_Required tasks_:
- 1) Reproduce the part of the video description starting at "An original account" and ending at "in today’s Paris.", word for word.
- 2) Rename "jet engine" to "turbofan engine" in the records starting at the line containing "of the landing" and ending at the final line of the records, and return only those lines with everything else unchanged.

An original account of the 2015 Paris’ terror attack, Cyclothymia of a Land echoes the deep reasons of physical and psychological displacement. Emergencies, iniquity, propaganda, terrorism, war to terror, all inhabit an unusual journey into Tehran’s contemporary and precarious cityscape and an eerie and non-reassuring vegetation.
2017, HD video, sound, 14’25”
Cyclothymia of a Land presents itself as a visual and sound cut-up of apparently disjointed data and sources mainly split in two sequences; in one the Iranian filmmaker Asghar Farhadi tells the story of Death of a Salesman (as Arthur Miller’s stage play) over a travelling of Tehran’s cityscape; in the other a testimonial account of the Paris terrorist attacks of 13 November 2015 over uncanny vegetation, progressively enters a reinterpretation of Man Ray’s movie L’Etoile de Mer (based on a poem by Robert Desnos) in today’s Paris.

_Data rows_:
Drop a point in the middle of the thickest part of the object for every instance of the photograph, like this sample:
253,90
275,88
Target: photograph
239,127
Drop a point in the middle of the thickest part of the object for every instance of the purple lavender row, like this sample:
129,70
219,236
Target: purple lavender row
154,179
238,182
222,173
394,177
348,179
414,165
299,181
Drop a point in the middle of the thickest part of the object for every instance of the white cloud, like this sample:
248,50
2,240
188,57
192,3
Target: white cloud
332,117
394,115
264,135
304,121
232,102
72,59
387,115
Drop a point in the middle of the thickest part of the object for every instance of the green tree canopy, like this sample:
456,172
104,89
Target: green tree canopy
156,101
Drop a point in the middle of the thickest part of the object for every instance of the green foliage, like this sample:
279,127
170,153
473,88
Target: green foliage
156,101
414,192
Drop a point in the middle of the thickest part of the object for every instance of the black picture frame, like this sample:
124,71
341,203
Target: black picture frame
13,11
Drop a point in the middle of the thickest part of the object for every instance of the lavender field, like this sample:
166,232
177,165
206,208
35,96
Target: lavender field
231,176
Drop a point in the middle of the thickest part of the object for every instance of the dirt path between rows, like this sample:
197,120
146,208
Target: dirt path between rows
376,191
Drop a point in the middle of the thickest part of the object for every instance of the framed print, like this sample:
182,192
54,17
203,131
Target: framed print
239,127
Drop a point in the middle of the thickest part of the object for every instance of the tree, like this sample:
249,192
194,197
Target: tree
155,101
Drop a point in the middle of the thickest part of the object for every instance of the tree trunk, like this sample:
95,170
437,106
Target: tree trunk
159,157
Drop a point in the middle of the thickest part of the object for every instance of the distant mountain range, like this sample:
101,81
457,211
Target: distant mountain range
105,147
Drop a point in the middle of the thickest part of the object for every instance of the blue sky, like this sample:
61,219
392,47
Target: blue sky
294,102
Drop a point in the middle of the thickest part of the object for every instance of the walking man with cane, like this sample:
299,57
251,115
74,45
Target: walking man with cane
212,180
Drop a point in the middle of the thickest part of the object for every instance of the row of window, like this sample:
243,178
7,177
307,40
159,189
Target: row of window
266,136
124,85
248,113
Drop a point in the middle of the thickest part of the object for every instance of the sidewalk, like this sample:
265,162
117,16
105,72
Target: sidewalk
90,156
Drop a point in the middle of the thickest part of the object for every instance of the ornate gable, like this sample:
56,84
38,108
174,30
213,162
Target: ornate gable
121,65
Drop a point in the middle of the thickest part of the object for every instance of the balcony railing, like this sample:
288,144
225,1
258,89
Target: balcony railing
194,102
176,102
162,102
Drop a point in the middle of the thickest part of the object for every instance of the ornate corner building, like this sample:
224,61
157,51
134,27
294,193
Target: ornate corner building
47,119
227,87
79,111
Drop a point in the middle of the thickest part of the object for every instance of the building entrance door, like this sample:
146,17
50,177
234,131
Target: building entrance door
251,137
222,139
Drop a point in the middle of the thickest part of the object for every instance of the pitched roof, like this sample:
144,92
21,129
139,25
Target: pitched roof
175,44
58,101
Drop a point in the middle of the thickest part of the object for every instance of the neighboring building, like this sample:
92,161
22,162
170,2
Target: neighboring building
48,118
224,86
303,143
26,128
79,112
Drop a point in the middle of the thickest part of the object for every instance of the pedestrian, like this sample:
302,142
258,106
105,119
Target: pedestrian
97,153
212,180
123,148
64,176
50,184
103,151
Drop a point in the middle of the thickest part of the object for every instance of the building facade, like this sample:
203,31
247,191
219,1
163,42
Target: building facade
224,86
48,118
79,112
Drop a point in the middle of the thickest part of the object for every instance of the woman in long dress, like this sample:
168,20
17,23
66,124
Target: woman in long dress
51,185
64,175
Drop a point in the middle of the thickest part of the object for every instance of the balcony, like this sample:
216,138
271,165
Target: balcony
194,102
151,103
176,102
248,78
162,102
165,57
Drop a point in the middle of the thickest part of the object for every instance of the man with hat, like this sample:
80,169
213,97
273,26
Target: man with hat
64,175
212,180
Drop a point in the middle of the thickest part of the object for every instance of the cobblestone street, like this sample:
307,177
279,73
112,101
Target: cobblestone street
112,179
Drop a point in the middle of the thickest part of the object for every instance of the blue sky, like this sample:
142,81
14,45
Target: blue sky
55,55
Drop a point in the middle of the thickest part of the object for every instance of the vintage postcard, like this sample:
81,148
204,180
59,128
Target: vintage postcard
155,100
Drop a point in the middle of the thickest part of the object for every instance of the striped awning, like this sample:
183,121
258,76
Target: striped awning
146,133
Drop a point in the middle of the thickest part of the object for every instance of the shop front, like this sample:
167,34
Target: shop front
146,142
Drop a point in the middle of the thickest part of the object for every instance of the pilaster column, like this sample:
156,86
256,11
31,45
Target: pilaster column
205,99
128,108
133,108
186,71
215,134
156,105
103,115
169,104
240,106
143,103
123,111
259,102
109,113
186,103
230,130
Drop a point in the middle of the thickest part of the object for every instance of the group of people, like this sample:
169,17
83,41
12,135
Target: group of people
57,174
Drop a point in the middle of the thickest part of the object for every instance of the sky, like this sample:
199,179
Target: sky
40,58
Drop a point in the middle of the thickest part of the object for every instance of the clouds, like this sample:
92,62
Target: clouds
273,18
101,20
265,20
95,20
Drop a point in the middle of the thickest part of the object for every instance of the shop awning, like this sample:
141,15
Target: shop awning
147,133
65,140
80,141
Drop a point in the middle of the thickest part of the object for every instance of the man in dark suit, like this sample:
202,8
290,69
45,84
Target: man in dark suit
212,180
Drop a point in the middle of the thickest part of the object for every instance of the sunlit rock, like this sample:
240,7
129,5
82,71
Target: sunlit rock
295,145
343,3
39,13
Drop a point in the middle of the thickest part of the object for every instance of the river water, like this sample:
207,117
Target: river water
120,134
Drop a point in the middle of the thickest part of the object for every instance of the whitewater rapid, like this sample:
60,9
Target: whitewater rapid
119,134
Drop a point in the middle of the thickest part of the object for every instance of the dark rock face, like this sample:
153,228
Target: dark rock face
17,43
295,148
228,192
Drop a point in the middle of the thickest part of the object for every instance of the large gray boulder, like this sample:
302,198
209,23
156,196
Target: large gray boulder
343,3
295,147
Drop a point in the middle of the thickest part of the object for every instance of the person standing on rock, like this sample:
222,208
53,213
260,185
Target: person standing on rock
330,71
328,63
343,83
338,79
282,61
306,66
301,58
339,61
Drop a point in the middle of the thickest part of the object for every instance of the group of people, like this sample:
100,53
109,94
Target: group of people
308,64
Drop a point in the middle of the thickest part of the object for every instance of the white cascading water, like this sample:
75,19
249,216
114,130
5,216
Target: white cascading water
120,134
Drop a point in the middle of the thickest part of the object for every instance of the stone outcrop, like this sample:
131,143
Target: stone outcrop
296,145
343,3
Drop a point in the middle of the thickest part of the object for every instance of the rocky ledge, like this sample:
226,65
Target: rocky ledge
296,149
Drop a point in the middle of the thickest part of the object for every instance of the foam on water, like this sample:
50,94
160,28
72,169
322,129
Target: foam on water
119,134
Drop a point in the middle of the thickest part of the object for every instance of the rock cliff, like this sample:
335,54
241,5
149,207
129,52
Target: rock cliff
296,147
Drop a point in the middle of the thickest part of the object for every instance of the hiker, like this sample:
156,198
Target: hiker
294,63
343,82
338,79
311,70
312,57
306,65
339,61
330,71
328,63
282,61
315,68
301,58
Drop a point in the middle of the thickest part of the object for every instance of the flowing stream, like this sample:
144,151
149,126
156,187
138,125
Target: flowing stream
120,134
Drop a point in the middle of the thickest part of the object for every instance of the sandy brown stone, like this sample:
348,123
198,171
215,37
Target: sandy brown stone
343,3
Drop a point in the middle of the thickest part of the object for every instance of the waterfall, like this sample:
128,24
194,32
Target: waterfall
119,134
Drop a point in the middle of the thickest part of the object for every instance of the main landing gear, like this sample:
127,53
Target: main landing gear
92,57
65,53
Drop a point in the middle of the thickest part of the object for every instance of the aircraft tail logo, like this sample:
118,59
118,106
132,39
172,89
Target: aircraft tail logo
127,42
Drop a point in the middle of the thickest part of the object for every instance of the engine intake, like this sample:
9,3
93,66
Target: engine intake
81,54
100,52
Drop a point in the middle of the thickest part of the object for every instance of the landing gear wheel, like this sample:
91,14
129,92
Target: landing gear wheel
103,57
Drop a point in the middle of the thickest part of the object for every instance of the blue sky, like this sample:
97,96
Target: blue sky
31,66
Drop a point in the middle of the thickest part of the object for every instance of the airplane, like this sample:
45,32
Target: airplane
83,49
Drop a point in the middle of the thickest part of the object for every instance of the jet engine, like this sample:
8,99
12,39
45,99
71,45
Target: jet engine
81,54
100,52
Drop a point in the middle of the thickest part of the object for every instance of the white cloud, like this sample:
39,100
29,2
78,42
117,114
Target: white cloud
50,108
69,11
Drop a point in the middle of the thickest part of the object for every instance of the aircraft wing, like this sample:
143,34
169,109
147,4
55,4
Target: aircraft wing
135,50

_Answers for the exercise_:
- 1)
An original account of the 2015 Paris’ terror attack, Cyclothymia of a Land echoes the deep reasons of physical and psychological displacement. Emergencies, iniquity, propaganda, terrorism, war to terror, all inhabit an unusual journey into Tehran’s contemporary and precarious cityscape and an eerie and non-reassuring vegetation.
2017, HD video, sound, 14’25”
Cyclothymia of a Land presents itself as a visual and sound cut-up of apparently disjointed data and sources mainly split in two sequences; in one the Iranian filmmaker Asghar Farhadi tells the story of Death of a Salesman (as Arthur Miller’s stage play) over a travelling of Tehran’s cityscape; in the other a testimonial account of the Paris terrorist attacks of 13 November 2015 over uncanny vegetation, progressively enters a reinterpretation of Man Ray’s movie L’Etoile de Mer (based on a poem by Robert Desnos) in today’s Paris.

- 2)
Drop a point in the middle of the thickest part of the object for every instance of the landing gear wheel, like this sample:
91,14
129,92
Target: landing gear wheel
103,57
Drop a point in the middle of the thickest part of the object for every instance of the blue sky, like this sample:
97,96
Target: blue sky
31,66
Drop a point in the middle of the thickest part of the object for every instance of the airplane, like this sample:
45,32
Target: airplane
83,49
Drop a point in the middle of the thickest part of the object for every instance of the turbofan engine, like this sample:
8,99
12,39
45,99
71,45
Target: turbofan engine
81,54
100,52
Drop a point in the middle of the thickest part of the object for every instance of the white cloud, like this sample:
39,100
29,2
78,42
117,114
Target: white cloud
50,108
69,11
Drop a point in the middle of the thickest part of the object for every instance of the aircraft wing, like this sample:
143,34
169,109
147,4
55,4
Target: aircraft wing
135,50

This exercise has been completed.